GOALS:
a - Can you rewrite the paragraph beginning "Each doctor is committed" in the article on the Doctors to the Barrios Program below as a short list that keeps its main facts?
b - Answer these questions from the article on the Doctors to the Barrios Program below, one answer per line, marked the same way:
(i) Who introduced the program?
(ii) How many doctors does the DOH hire each year?
(iii) Why are there no takers for the doctor requests from Basilan and Tawi-tawi?
c - Carry on the article on the Doctors to the Barrios Program review below, starting after its last sentence.

[START OF SELECTED PASSAGE]

MANILA, Philippines - Health Secretary Enrique Ona has ordered a review of the Department of Health’s Doctors to the Barrios Program (DTBP), saying that it has been abused by local government leaders.

Ona said the DTBP should have only been a “stop-gap measure” to address the lack of doctors in some towns.

But after 20 years, most of the local government units (LGUs) that have been getting doctors through the program are still not hiring their own physicians.

“I want the whole program reviewed so that we can initiate needed reforms. I observed that the situation is the same in many of the communities for the last 20 years. This means they are not paying attention to the mechanics on how to keep doctors,” he added.

The DTBP was introduced by former Health secretary and senator Juan Flavier in early ’90s. The DOH hires up to 300 doctors every year and deploys them to towns without physicians mostly in poor and remote areas.

Each doctor is committed to serve in the community for two years. The doctor receives a gross pay of P54,000 from the DOH but they also get additional honorarium, depending on the LGUs where they serve.

Doctors are usually requested in the Cordillera, Samar, Zamboanga Sibugay, interland islands in Northern Mindanao, Northern Cotabato, Saranggani, South Cotabato, General Santos City and Cotabato City.

There are also requests for doctors in Basilan and Tawi-tawi but there are no takers because of the peace and order situation in these areas.

[END OF SELECTED PASSAGE]
[START OF MATERIAL PROVIDED]

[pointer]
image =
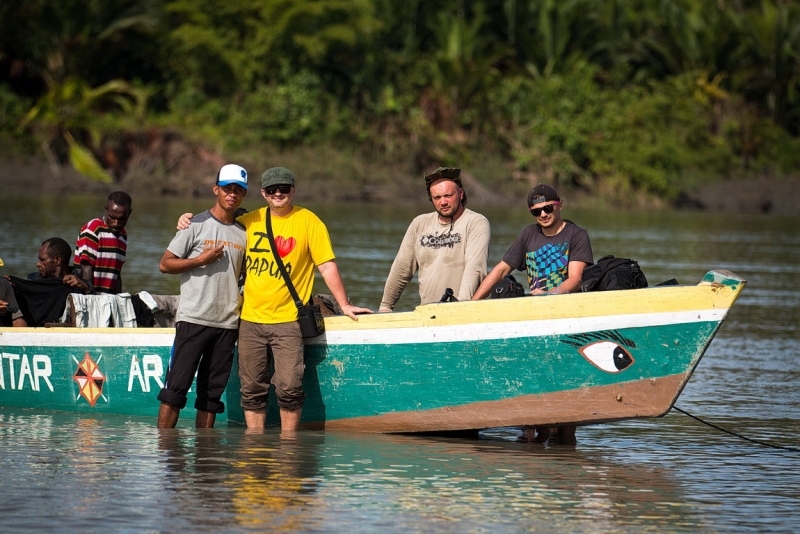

[END OF MATERIAL PROVIDED]

RESPONSES:
a -
- Each doctor serves the community for two years.
- The DOH pays a gross salary of P54,000.
- Doctors also receive an additional honorarium that depends on the LGU where they serve.

b -
(i) Former Health secretary and senator Juan Flavier introduced it.
(ii) The DOH hires up to 300 doctors every year.
(iii) There are no takers because of the peace and order situation in those areas.

c -
Ona said the DOH has observed that the LGUs requesting for DTBP doctors are almost the same in the past two decades, indicating that they have become dependent on the program.

“I think our DTBP doctors should be getting less as the years pass by but this is not the case. For me, the mayors or the governments should also come up with a program that will attract their doctors to stay. That is their responsibility, not the national government,” he added.

Ona clarified that he does not intend to abolish the program. He only wants to study the incentive packages offered to DTBP doctors so that those serving in fifth or sixth class municipalities, for instance, get better compensation.

“We have around 3,000 new doctors every year so there is really no shortage of doctors. So what we have to do is to make it attractive for them to stay in the community,” he said.

“Many doctors have the desire to work in small communities but when they get married and have their own family, they begin to think how they can feed them well and send their children to school,” he added.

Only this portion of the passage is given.